■ **What is required**
Echo each of the records below back word for word, keeping every line unchanged.

.....

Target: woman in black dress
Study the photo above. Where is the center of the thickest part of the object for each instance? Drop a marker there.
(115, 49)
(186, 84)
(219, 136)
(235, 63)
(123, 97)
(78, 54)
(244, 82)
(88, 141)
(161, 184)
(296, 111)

.....

■ **Response to this task**
Target: woman in black dress
Study the photo above. Where is the center of the thickest part of the object for each instance? Drop a marker there.
(115, 49)
(186, 84)
(219, 136)
(235, 63)
(123, 97)
(78, 54)
(244, 82)
(88, 141)
(161, 184)
(296, 111)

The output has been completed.